> [TASKS AND EXERCISES]:
A: Please decide whether each statement agrees with the markets update: (i) the FTSE has support in the 4900 zone; (ii) the CAC40 has already completed its full targeted drop; (iii) retail is showing positive divergence. Answer each with yes or no and quote the words of the text that settle it.
B: According to the markets update, what would open the Dow for a retest of the 11875-12k levels?
C: Summarize the markets update in two sentences.

> [SOURCE EXTRACT]:
Saturday, October 8, 2011

Global Markets Update - 8th October 2011

So - the much awaited loot of honest tax payers' money continues. BoE announces an asset purchase program and outgoing Jean-Claude Trichet announces that for a 12-13 month period, troubled banks will get as much help as possible to stave off the troubles as much as possible. This is exactly what the bankers wanted and managed to get it too - all that was needed was to trigger sell buttons en masse repeatedly and the central banks succumbed. As usual, known for things BIG, now President Obama, not wanting to be left behind urges the stakeholders to approve his 400+ billion dollar scheme [TARP was too little, Big Ben doing 2 rounds of QE was less - and now that Europe has joined the party for bailout, the US wants to make sure they don't lose the numero uno position - the numero uno position of beggars one must remember!]

So where does this lead too?

So far, things have not changed at all as far as stock markets of Europe are concerned. FTSE has support in the 4900 zone and till that holds, counter-trend rallies to 5200-5400 will keep coming. Those bullish on FTSE should only get some cheer if it stages 2 consecutive closes above 5550

For SMI and DAX, the 5000-5100 zone represents good support and to the extent these hold, we will see counter-trend bounces to 5600 [or perhaps 1 poke to 5700 levels as well]

As far as CAC40 and DAX are concerned - their targets are set firmly in place - 50% drop from the 2011 highs. CAC40 has completed half the journey. the remaining should be covered in another 6 to 8 months.

Dow still will continue to take support in the 10250-10500 levels and bounce back for a couple of instances. 2 consecutive closes above 11450 will open Dow for retest of 11875-12k levels on the upside. Transport and Banks have already confirmed the weakness. Retail is showing some positive divergence and if the earnings even come marginally close to the already revised analysts' expectations of less than 1 dollar EPS [in banking stocks] and the outlook looks better for banks based on recapitalization due to monetary liquidity, there may be some more brightness on Dow before it sinks.

> [AVAILABLE DATA]:
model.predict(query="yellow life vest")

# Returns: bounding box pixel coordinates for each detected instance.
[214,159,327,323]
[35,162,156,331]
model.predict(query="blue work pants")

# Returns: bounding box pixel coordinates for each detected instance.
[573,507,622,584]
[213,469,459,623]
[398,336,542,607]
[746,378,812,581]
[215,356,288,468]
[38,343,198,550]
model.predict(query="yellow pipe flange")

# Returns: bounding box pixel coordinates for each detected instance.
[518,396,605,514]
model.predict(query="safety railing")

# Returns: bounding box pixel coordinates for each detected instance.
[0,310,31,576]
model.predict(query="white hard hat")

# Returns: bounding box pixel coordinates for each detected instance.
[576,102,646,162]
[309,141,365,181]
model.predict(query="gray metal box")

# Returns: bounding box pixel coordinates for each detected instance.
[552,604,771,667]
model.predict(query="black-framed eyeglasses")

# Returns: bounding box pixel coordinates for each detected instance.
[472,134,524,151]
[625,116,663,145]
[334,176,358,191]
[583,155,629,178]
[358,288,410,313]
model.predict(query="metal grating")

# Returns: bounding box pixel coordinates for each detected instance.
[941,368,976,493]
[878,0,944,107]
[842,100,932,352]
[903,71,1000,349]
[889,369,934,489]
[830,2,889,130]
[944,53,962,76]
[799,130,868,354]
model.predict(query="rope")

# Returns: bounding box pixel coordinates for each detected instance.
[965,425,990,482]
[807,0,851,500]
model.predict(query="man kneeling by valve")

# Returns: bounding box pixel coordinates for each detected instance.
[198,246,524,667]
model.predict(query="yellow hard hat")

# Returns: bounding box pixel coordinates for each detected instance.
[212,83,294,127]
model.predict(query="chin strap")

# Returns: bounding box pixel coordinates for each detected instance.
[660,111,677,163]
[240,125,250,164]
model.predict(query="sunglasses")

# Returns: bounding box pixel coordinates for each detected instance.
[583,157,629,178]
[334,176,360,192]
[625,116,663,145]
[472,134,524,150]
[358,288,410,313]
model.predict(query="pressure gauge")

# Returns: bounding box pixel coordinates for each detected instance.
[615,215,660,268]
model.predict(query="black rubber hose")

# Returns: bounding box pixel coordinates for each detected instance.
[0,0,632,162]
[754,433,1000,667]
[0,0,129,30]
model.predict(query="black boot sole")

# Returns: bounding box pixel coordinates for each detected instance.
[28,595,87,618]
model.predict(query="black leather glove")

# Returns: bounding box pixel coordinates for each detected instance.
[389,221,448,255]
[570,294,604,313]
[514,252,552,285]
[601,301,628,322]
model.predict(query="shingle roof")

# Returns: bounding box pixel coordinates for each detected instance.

> [SOLVED PROBLEMS]:
A:
(i) Yes: "FTSE has support in the 4900 zone"
(ii) No: "CAC40 has completed half the journey."
(iii) Yes: "Retail is showing some positive divergence"

B: Two consecutive closes above 11450.

C: The BoE has announced an asset purchase program and Jean-Claude Trichet has promised troubled banks as much help as possible for 12-13 months, which the writer calls a loot of taxpayers' money, while President Obama urges approval of his 400+ billion dollar scheme. The writer gives support levels and expected counter-trend bounces for the FTSE, SMI, DAX and Dow, and sets a 50% drop from the 2011 highs as the target for the CAC40 and DAX.